__RECORDS__.
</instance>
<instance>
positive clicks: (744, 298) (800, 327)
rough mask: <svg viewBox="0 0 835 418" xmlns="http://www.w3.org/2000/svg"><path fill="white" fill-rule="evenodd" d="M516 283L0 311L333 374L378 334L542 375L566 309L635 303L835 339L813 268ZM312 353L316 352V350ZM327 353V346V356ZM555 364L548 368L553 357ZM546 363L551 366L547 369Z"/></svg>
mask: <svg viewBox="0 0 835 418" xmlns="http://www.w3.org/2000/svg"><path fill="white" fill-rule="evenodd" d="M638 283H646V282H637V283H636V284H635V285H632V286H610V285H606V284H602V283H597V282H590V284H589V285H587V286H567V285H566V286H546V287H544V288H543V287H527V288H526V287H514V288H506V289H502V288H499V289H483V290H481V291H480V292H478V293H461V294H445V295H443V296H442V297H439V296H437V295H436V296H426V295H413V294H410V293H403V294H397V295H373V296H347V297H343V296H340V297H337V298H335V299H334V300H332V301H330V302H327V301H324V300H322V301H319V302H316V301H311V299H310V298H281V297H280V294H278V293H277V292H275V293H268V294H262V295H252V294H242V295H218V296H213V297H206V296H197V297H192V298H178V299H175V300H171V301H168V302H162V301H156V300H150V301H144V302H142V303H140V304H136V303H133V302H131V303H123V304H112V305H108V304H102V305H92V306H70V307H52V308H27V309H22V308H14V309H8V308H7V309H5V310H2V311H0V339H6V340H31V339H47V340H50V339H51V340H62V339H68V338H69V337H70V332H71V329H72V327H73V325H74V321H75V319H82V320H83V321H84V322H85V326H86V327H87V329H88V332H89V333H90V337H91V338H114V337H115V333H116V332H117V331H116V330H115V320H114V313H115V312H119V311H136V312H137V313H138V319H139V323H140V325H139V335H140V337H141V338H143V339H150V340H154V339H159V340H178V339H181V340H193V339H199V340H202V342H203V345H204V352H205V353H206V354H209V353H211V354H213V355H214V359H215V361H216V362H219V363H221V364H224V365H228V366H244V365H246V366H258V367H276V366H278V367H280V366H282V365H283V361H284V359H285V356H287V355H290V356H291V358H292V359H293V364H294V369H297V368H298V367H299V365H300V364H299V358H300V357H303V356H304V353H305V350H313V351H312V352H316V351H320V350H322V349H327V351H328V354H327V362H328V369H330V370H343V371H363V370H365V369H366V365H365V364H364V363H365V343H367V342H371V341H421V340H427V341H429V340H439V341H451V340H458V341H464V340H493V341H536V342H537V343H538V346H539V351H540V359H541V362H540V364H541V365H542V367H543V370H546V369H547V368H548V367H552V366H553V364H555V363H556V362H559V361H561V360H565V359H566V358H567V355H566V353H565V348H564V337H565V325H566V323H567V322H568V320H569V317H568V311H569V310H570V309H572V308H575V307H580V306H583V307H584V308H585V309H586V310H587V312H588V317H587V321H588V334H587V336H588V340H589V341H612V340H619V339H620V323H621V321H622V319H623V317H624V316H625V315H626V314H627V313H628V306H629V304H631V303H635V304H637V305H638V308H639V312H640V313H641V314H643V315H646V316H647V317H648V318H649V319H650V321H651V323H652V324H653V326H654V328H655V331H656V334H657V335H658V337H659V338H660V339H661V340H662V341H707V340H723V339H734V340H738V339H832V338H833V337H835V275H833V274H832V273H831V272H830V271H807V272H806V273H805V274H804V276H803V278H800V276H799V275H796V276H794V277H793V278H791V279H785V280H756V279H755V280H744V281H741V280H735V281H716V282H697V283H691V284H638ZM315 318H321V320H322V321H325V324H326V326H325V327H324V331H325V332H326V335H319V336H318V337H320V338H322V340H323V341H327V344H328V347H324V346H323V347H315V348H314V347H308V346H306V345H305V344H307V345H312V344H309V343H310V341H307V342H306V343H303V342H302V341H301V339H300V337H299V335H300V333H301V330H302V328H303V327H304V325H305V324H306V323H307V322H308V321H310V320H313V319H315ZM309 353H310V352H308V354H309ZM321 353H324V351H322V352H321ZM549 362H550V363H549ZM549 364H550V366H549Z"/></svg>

* * *

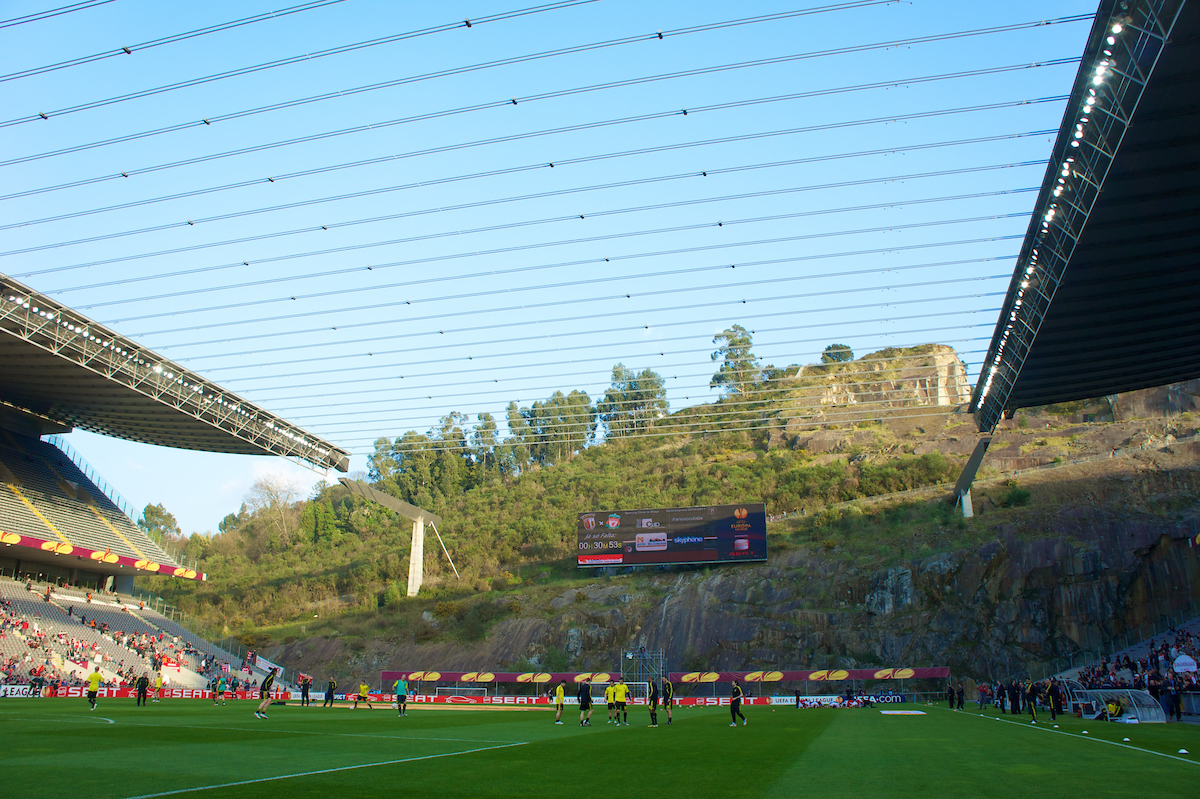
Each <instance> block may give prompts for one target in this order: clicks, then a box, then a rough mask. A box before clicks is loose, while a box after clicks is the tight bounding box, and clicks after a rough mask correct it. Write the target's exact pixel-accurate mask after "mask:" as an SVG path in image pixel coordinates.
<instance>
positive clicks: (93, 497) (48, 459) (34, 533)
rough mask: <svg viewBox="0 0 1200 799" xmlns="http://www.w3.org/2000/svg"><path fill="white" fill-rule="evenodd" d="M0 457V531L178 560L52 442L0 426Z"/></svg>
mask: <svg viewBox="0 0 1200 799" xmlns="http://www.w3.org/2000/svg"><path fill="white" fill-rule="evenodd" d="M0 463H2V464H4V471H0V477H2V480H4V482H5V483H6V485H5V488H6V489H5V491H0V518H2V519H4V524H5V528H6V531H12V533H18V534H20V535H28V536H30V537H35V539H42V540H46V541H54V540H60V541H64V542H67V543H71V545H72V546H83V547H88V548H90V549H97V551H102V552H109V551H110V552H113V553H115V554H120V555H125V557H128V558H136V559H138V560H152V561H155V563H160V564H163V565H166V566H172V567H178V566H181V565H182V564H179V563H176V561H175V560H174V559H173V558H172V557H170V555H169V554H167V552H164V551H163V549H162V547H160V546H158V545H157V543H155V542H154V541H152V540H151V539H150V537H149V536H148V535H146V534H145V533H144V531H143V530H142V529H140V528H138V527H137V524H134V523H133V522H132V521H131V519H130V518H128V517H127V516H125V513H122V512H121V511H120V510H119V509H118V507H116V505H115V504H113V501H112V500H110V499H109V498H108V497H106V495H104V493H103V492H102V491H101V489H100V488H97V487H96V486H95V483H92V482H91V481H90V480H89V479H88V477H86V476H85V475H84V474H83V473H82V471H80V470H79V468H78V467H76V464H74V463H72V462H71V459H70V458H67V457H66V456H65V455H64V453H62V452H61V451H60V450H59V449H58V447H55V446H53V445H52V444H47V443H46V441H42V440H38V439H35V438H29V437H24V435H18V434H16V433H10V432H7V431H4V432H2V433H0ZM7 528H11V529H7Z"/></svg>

__ACTIVITY__.
Find the lines above that contain the word "positive" and collect them.

__RESPONSE BOX__.
positive clicks: (744, 298) (800, 327)
positive clicks: (93, 497) (48, 459) (34, 533)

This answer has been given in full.